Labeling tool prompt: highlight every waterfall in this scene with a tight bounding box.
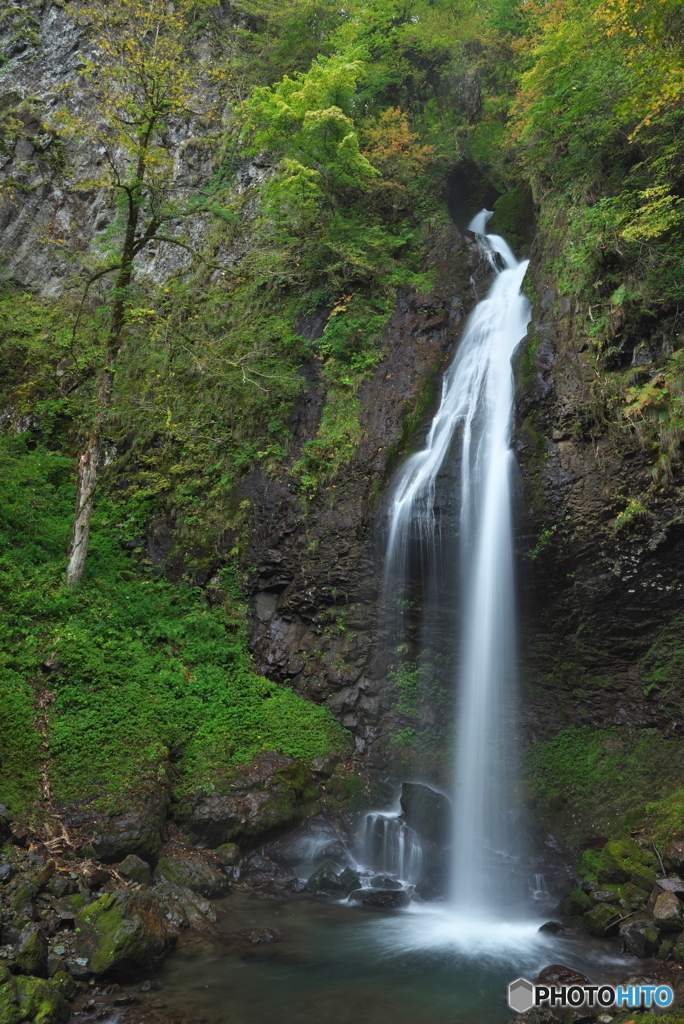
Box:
[384,210,530,913]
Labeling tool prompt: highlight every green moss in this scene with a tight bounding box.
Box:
[76,891,168,979]
[0,967,71,1024]
[0,438,347,810]
[487,185,535,256]
[597,839,655,888]
[524,727,684,843]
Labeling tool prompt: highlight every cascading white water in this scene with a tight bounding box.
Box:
[385,210,530,913]
[361,811,423,885]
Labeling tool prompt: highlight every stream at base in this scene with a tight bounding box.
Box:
[110,893,645,1024]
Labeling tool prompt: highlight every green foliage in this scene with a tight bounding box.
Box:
[524,726,684,843]
[0,435,345,809]
[509,0,684,479]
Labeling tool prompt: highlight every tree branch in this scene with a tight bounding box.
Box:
[71,263,121,347]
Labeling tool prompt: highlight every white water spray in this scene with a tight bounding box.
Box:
[385,210,530,915]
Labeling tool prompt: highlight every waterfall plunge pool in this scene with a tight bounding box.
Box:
[102,893,647,1024]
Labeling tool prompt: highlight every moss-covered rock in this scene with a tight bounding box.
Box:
[597,839,650,888]
[14,923,48,978]
[630,864,656,892]
[115,853,152,886]
[0,967,72,1024]
[306,860,344,896]
[582,903,623,937]
[560,889,592,918]
[76,889,174,981]
[624,882,649,910]
[154,853,230,897]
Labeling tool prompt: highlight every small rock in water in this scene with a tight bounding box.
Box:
[532,964,589,987]
[230,928,283,945]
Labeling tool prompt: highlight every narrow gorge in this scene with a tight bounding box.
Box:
[0,0,684,1024]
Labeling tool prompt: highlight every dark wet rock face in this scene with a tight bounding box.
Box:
[14,924,48,978]
[177,754,317,847]
[245,227,474,764]
[401,782,452,846]
[116,853,152,885]
[59,785,170,864]
[154,853,230,897]
[515,235,684,739]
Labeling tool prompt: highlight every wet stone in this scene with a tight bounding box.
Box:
[349,889,411,910]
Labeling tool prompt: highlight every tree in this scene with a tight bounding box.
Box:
[57,0,218,587]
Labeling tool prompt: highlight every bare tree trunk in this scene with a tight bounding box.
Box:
[67,296,130,587]
[67,144,148,587]
[67,435,100,587]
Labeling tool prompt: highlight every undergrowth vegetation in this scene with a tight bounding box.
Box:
[0,434,347,811]
[524,726,684,847]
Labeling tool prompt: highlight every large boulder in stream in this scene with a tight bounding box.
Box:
[400,782,452,846]
[306,860,360,897]
[349,889,411,910]
[176,754,317,847]
[619,920,660,956]
[75,889,175,981]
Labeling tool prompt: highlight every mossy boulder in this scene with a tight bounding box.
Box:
[619,920,660,956]
[578,849,601,882]
[349,889,411,910]
[560,889,592,918]
[582,903,623,937]
[306,860,344,896]
[630,864,657,891]
[597,839,654,889]
[115,853,152,886]
[14,923,48,978]
[76,889,175,981]
[154,853,230,897]
[0,967,72,1024]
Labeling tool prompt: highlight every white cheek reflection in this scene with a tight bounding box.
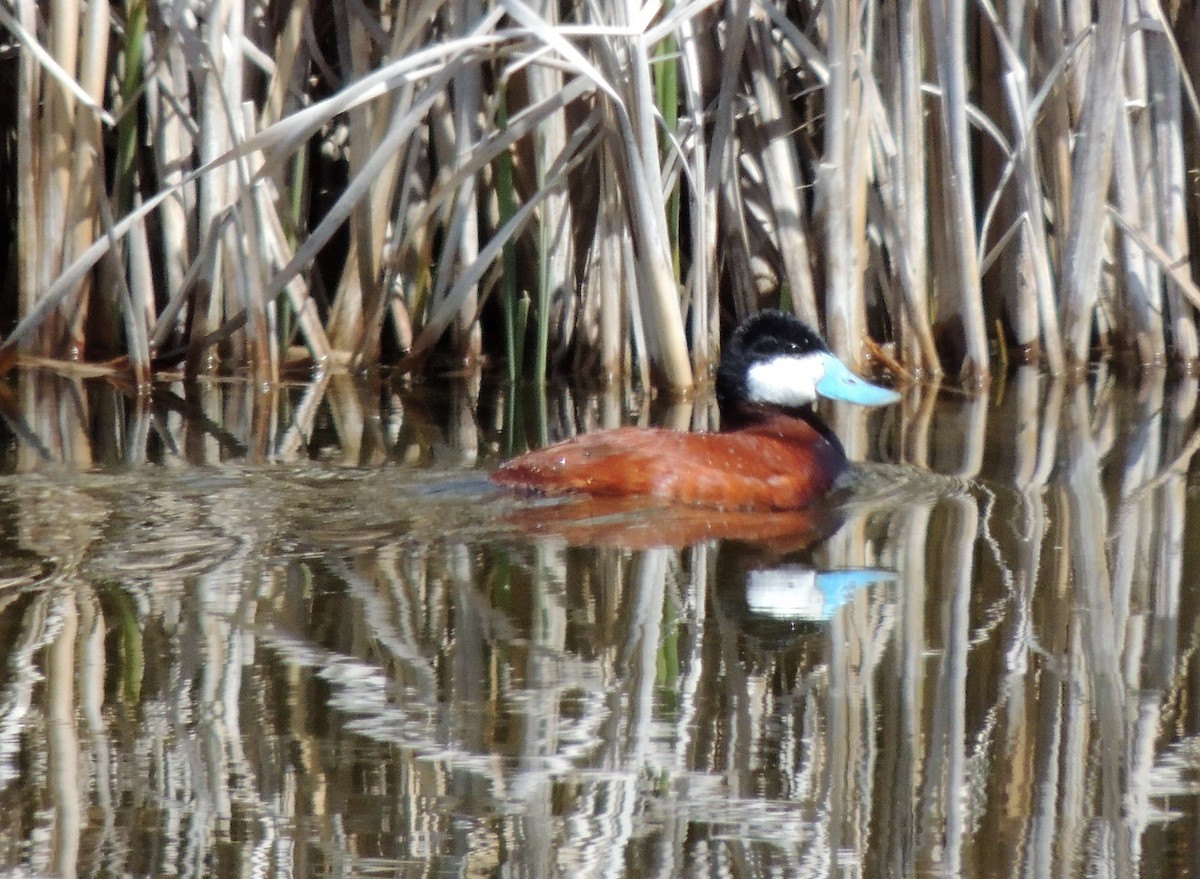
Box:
[746,567,829,620]
[745,564,896,622]
[746,354,824,406]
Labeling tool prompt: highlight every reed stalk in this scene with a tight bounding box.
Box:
[7,0,1200,389]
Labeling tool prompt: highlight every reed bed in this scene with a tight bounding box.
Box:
[0,367,1200,877]
[7,0,1200,389]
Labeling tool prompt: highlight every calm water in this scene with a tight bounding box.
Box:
[0,371,1200,879]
########
(Task) Render every line of the entries above as a numbered list, skipping any blank lines and leaving the pictures out.

(The output)
1. Labeling tool prompt: highlight every waterfall in this scene with a tight bounding box.
2. Box:
3. [384,210,530,913]
4. Labeling tool prompt: highlight every green moss in this scene with a tight bounding box.
5. Box:
6. [76,891,168,979]
7. [0,967,71,1024]
8. [0,438,347,810]
9. [487,185,535,256]
10. [597,839,655,888]
11. [524,727,684,843]
12. Labeling tool prompt: highlight every cascading white water in this scene with a tight bounding box.
13. Box:
14. [385,210,530,913]
15. [361,811,423,885]
16. Labeling tool prompt: highlight every stream at base in this scene with a tight bounding box.
17. Box:
18. [110,893,645,1024]
19. Labeling tool prompt: highlight every green foliage in this scene with a tight bounding box.
20. Box:
21. [524,726,684,843]
22. [0,435,345,809]
23. [509,0,684,479]
24. Labeling tool prompt: highlight every tree branch in this scene with a tight bounding box.
25. Box:
26. [71,263,121,347]
27. Labeling tool prompt: highlight every white water spray in this scene with a tight bounding box.
28. Box:
29. [385,210,530,915]
30. Labeling tool prompt: highlight every waterfall plunge pool in this scene with a tight bounding box.
31. Box:
32. [102,893,647,1024]
33. Labeling tool prompt: highlight every moss-covered rock in this scene with a tight bounding box.
34. Box:
35. [597,839,650,888]
36. [14,923,48,978]
37. [630,864,656,892]
38. [115,853,152,886]
39. [0,967,72,1024]
40. [306,860,344,896]
41. [582,903,623,937]
42. [560,889,592,918]
43. [76,889,174,981]
44. [624,882,649,910]
45. [154,853,230,897]
46. Labeling tool prompt: highlight every small rock in water in this scene with a tight bounding box.
47. Box:
48. [532,964,589,987]
49. [230,928,283,945]
50. Labeling tool prompt: highlight every narrow gorge in this scene with a tight bounding box.
51. Box:
52. [0,0,684,1024]
53. Labeling tool prompt: highlight every dark wet rock face in this scene with a tight bounding box.
54. Box:
55. [14,924,48,978]
56. [177,754,317,847]
57. [245,227,474,764]
58. [401,782,452,846]
59. [116,853,152,885]
60. [59,785,170,864]
61. [154,853,230,897]
62. [515,235,684,739]
63. Labeling tool prompt: highlight every wet stone in this scene with a tight bounding box.
64. Box:
65. [349,889,411,910]
66. Labeling tool prompt: highlight every tree in this scene with a tight bounding box.
67. Box:
68. [57,0,218,587]
69. Labeling tool prompt: highlight every bare tree trunk in this scene with a tight bounding box.
70. Box:
71. [67,296,130,587]
72. [67,144,148,587]
73. [67,435,100,587]
74. Labeling tool prompt: highlight every undergrowth vegetation in this scene with a tight bounding box.
75. Box:
76. [0,434,347,811]
77. [524,726,684,847]
78. Labeling tool prompt: highlight every large boulder in stream in this scene with a tight bounding box.
79. Box:
80. [400,782,452,846]
81. [306,860,360,897]
82. [349,889,411,910]
83. [176,754,317,847]
84. [619,920,660,956]
85. [75,889,175,981]
86. Labeling tool prompt: highlight every mossy boulder in this scene with a tight bounding box.
87. Box:
88. [619,920,660,956]
89. [578,849,601,882]
90. [349,889,411,910]
91. [560,889,592,918]
92. [582,903,623,937]
93. [306,860,344,896]
94. [630,864,657,891]
95. [597,839,654,889]
96. [115,853,152,886]
97. [14,923,48,978]
98. [76,889,175,981]
99. [154,853,230,897]
100. [0,967,72,1024]
101. Labeling tool prompt: highlight every white cheek reflection in this scene with a tight bounding box.
102. Box:
103. [746,567,829,620]
104. [745,564,896,622]
105. [746,354,824,406]
106. Labeling tool prompt: highlight every reed stalk in this scene with a tight bounding box.
107. Box:
108. [7,0,1200,389]
109. Labeling tool prompt: highlight every reed bed in this scene with a tight bounding box.
110. Box:
111. [0,367,1200,877]
112. [7,0,1200,389]
113. Labeling tool prompt: highlight every calm water in this scene with a tight bounding box.
114. Box:
115. [0,371,1200,879]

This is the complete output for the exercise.